## SOBRE ESTA TAREA
Copia los siguientes datos línea por línea, sin cambiar ningún carácter.

## DATOS REGISTRADOS
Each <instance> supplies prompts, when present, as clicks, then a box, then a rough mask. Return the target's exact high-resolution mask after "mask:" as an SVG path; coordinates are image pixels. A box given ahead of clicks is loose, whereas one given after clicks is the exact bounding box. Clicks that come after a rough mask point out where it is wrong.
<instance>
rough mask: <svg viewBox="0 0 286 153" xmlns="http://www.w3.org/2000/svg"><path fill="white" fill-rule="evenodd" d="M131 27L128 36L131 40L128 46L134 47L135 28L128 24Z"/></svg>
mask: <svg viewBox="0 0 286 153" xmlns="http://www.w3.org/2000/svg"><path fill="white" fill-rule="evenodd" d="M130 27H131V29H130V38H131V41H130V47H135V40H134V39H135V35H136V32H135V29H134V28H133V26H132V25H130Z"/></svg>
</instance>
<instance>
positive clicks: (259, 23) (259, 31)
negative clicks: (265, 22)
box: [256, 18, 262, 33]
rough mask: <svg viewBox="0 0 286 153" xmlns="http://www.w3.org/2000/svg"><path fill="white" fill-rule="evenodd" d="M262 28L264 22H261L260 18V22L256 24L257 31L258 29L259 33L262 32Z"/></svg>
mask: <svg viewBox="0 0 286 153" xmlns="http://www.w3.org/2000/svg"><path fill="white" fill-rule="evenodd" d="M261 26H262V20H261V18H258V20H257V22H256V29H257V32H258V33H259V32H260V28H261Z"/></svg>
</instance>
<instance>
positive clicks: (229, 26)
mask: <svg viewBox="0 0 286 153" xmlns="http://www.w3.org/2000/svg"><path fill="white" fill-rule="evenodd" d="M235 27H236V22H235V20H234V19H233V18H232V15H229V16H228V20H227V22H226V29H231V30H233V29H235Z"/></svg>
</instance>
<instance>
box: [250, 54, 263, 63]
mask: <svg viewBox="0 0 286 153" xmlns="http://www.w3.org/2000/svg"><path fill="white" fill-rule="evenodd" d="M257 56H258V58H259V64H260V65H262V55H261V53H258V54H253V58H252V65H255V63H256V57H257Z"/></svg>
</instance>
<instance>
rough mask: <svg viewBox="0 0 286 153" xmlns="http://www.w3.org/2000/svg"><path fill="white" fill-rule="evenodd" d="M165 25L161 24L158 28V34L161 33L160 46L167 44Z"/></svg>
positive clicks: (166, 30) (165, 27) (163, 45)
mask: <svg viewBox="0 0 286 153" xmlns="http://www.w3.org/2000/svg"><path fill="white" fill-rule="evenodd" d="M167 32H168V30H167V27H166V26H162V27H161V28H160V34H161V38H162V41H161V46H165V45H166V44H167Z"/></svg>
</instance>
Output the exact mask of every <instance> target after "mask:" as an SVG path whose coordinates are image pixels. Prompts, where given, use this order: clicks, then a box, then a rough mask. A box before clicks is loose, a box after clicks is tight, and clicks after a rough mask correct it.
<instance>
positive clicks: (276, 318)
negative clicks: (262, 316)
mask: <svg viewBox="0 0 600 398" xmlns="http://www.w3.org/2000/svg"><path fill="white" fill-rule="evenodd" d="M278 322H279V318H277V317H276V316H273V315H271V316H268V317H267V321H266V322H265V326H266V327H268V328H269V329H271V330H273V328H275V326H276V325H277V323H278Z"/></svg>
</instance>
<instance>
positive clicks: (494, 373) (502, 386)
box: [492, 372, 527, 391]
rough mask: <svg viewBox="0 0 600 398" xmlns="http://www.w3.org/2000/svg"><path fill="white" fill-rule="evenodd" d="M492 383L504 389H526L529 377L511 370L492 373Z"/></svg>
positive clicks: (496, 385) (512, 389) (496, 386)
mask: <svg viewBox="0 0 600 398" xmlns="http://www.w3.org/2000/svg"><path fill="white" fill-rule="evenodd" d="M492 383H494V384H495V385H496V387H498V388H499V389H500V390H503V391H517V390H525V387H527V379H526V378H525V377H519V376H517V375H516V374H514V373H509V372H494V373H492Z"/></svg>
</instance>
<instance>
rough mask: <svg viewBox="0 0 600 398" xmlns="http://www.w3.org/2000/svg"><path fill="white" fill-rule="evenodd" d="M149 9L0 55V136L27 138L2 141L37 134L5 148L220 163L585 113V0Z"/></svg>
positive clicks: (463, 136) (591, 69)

## RESULTADO ESPERADO
Each <instance> supplies prompts, when present, as clicks, then a box, then a rough mask. Return the target's exact high-resolution mask after "mask:" as an SVG path; coordinates are image pixels. A box given ahead of clicks is loose, whereas one given after clicks is the exact bounding box. Clicks that come after a rough mask point out where it is wrong.
<instance>
rough mask: <svg viewBox="0 0 286 153" xmlns="http://www.w3.org/2000/svg"><path fill="white" fill-rule="evenodd" d="M131 27L128 36L131 40L128 46L134 47L135 28L128 24Z"/></svg>
mask: <svg viewBox="0 0 286 153" xmlns="http://www.w3.org/2000/svg"><path fill="white" fill-rule="evenodd" d="M130 27H131V29H130V38H131V41H130V47H135V40H134V39H135V35H136V32H135V29H134V28H133V26H132V25H130Z"/></svg>
</instance>
<instance>
positive clicks: (259, 23) (259, 31)
negative clicks: (265, 22)
box: [256, 18, 262, 33]
rough mask: <svg viewBox="0 0 286 153" xmlns="http://www.w3.org/2000/svg"><path fill="white" fill-rule="evenodd" d="M262 28L264 22H261L260 18V22L256 24L257 31L258 29L259 33L262 32Z"/></svg>
mask: <svg viewBox="0 0 286 153" xmlns="http://www.w3.org/2000/svg"><path fill="white" fill-rule="evenodd" d="M261 26H262V20H261V18H258V20H257V22H256V29H257V32H258V33H259V32H260V28H261Z"/></svg>
</instance>
<instance>
positive clicks: (229, 26)
mask: <svg viewBox="0 0 286 153" xmlns="http://www.w3.org/2000/svg"><path fill="white" fill-rule="evenodd" d="M235 27H236V22H235V20H234V19H233V18H232V15H229V16H228V20H227V22H226V29H231V30H233V29H235Z"/></svg>
</instance>
<instance>
box: [250, 54, 263, 63]
mask: <svg viewBox="0 0 286 153" xmlns="http://www.w3.org/2000/svg"><path fill="white" fill-rule="evenodd" d="M257 56H258V58H259V64H260V65H262V55H261V53H258V54H253V58H252V65H255V63H256V57H257Z"/></svg>
</instance>
<instance>
rough mask: <svg viewBox="0 0 286 153" xmlns="http://www.w3.org/2000/svg"><path fill="white" fill-rule="evenodd" d="M165 25L161 24L158 28V34L161 33L160 46L167 44Z"/></svg>
positive clicks: (166, 30) (165, 27) (163, 45)
mask: <svg viewBox="0 0 286 153" xmlns="http://www.w3.org/2000/svg"><path fill="white" fill-rule="evenodd" d="M167 32H168V30H167V27H166V26H162V27H161V28H160V34H161V38H162V41H161V46H165V45H166V44H167Z"/></svg>
</instance>
Output the exact mask of every <instance> target after "mask:" as an SVG path whose coordinates are image pixels. Prompts, where given, use this order: clicks, then a box, then a rough mask. A box before clicks is loose, a box after clicks is tight, and clicks after a rough mask correct it.
<instance>
positive clicks: (276, 318)
negative clicks: (262, 316)
mask: <svg viewBox="0 0 600 398" xmlns="http://www.w3.org/2000/svg"><path fill="white" fill-rule="evenodd" d="M278 322H279V318H277V317H276V316H273V315H271V316H268V317H267V321H266V322H265V326H266V327H268V328H269V329H271V330H273V328H275V326H276V325H277V323H278Z"/></svg>
</instance>
<instance>
positive clicks: (494, 373) (502, 386)
box: [492, 372, 527, 391]
rough mask: <svg viewBox="0 0 600 398" xmlns="http://www.w3.org/2000/svg"><path fill="white" fill-rule="evenodd" d="M492 383L504 389H526L529 377L511 370L492 373Z"/></svg>
positive clicks: (496, 385) (512, 389) (496, 386)
mask: <svg viewBox="0 0 600 398" xmlns="http://www.w3.org/2000/svg"><path fill="white" fill-rule="evenodd" d="M492 383H494V384H495V385H496V387H498V388H499V389H500V390H503V391H517V390H525V387H527V379H526V378H525V377H519V376H517V375H516V374H514V373H509V372H494V373H492Z"/></svg>
</instance>
<instance>
rough mask: <svg viewBox="0 0 600 398" xmlns="http://www.w3.org/2000/svg"><path fill="white" fill-rule="evenodd" d="M149 9L0 55V136L27 138L2 141L37 134L5 148L220 163L585 113V0Z"/></svg>
positive clicks: (463, 136) (591, 69)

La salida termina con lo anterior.